» PARTS OF THE EXERCISE
a – In the passage about Ilse Einstein's letter, what date does the letter she sent to Georg Nicolai bear?
b – Please carry on the passage about Ilse Einstein's letter, picking up right after its final sentence.

Einstein's personal life was marked by a streak of callousness and aloofness, Dr. Schulmann said. Nowhere is that more evident than in the strange letter, dated May 25, 1918, that Ilse Einstein sent to her close friend Georg Nicolai, a doctor, well-known antiwar crusader and Einstein family friend, with the words, ''Please destroy this letter immediately after reading it'' scrawled across the top in big letters. At the time Einstein, who had moved to Berlin four years earlier to take a lucrative appointment to the Prussian Academy of Sciences and become director of the newly formed Kaiser Wilhelm Institute of Physics, was 38 years old and in the process of divorcing Mileva, presumably so that he could marry his cousin Elsa. Ilse, the older of Elsa's two daughters, was serving as Einstein's secretary.

The letter was a plea for advice. In it Ilse related how a simple ''jest'' one afternoon had suddenly escalated into a serious proposal that Einstein marry her instead of her mother. Einstein, she said, had confessed that he loved her. Moreover her mother, she reported, was prepared to step aside, if that was what would make Ilse happy.

''Albert himself is refusing to take any decision; he is prepared to marry either Mama or me,'' Ilse wrote. ''I know that A. loves me very much, perhaps more than any other man ever will, he also told me so himself yesterday,'' she went on.

The feelings, however, were not quite reciprocal. Ilse loved Einstein like a father, she wrote, but she had no desire to be close to him physically. Her instinct, she confessed, was not to marry him. ''It will seem peculiar to you that I, a silly little thing of a 20-year-old, should have to decide on such a serious matter; I can hardly believe it myself and feel very unhappy doing so as well. Help me!''

There is no evidence that the relationship with Ilse was ever consummated. Einstein and Elsa were married the next year and remained husband and wife until her death in 1936. (Ilse later married Rudolf Kayser, a writer and literary critic who subsequently wrote a biography of Einstein. She died of tuberculosis in 1933.)

Ilse's letter first came to the attention of the Einstein scholars in the early 1990's. At least one of the other editors, Dr. Schulmann said, thought the letter might be a product of Ilse's imagination. ''I take it very seriously,'' said Dr. Schulmann, noting that Nicolai was a former lover of Ilse, as well as an older man, in whom it would be natural for her to confide.

Point-per-instance localization data
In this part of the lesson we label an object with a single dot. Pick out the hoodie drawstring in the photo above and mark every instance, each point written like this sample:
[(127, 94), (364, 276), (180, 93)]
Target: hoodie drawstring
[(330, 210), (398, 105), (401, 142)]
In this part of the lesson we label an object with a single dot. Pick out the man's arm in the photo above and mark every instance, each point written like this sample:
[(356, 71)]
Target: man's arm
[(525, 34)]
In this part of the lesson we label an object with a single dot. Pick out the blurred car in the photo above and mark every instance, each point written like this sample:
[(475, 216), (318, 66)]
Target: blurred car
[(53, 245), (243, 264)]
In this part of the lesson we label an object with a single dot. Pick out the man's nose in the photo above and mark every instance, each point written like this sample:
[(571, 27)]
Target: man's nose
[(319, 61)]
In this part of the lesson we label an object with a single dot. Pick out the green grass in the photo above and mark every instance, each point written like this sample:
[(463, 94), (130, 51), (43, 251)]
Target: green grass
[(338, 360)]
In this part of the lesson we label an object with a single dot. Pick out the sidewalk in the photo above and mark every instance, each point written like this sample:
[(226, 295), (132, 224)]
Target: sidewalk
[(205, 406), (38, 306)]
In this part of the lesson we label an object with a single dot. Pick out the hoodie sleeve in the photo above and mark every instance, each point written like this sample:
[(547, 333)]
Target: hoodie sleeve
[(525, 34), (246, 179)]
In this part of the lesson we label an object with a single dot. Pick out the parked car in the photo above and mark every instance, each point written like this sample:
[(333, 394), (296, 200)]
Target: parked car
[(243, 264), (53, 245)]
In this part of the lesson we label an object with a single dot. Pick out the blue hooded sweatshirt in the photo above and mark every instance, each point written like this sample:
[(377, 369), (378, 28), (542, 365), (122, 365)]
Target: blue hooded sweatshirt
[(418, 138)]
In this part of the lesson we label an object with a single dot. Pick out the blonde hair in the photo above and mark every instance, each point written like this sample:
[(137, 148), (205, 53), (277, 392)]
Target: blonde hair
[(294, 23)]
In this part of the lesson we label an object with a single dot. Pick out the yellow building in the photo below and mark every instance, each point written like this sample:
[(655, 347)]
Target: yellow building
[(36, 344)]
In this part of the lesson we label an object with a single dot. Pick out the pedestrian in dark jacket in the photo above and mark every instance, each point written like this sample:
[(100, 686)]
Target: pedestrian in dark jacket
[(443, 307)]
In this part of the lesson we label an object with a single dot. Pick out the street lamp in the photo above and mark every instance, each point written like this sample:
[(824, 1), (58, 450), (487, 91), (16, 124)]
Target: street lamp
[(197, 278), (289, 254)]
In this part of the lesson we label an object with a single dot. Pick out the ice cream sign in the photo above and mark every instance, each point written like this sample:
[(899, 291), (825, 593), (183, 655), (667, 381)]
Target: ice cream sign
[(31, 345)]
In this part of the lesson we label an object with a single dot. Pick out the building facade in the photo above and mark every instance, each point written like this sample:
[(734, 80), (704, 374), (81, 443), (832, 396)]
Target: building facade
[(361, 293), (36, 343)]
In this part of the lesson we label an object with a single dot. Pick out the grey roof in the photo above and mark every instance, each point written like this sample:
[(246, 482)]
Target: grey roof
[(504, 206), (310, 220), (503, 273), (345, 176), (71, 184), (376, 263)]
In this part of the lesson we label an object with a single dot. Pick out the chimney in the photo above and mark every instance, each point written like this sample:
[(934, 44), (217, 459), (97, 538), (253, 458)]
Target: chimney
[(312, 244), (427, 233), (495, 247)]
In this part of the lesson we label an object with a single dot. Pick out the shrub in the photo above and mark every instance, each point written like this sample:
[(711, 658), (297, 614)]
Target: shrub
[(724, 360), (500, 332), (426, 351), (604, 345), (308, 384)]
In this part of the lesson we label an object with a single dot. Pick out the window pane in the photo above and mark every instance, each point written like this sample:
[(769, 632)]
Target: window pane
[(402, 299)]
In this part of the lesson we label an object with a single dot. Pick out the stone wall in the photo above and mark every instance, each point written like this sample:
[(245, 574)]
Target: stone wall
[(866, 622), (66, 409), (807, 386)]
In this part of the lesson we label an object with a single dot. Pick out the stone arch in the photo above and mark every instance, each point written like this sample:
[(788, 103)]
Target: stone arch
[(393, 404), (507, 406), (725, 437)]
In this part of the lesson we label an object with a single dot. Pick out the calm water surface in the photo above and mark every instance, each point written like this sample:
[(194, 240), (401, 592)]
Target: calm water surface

» YOUR RESPONSES
a – May 25, 1918.

b –
He said he saw the letter and the situation it described as an example of Einstein's vaunted ability to detach himself from the people around him. ''The most telling point is that he doesn't care,'' Dr. Schulmann said. ''That's the Einstein we know. He is indifferent to the question of whether he marries one or the other.''

Ilse and her confidant Nicolai also emerge in the new volume as key influences on Einstein's political activities during the war. Shortly after the outbreak of hostilities, Einstein was one of only three people to sign an ''Appeal to Europeans'' deploring the destruction of international culture, making him a hero to the pacifist movement, and he attended meetings of a pacifist political club, the Bund Neues Vaterland. Historians have long thought that Einstein drew up the manifesto, but the evidence, Dr. Schulmann said, suggests that it was actually written by Nicolai, an antiwar crusader, and author of a book called ''The Biology of War.''

But, again, detachment characterized Einstein's actions. At the same time that he was attending antiwar meetings, presumably at the behest of Ilse and Elsa, Dr. Schulmann said, Einstein consulted for a maker of submarine gyroscopes and even tried to design an airplane for the military. In his letters he often said that the war did not intrude on him. ''Why shouldn't one let the servants live happily in the madhouse?'' he wrote to a Swiss friend.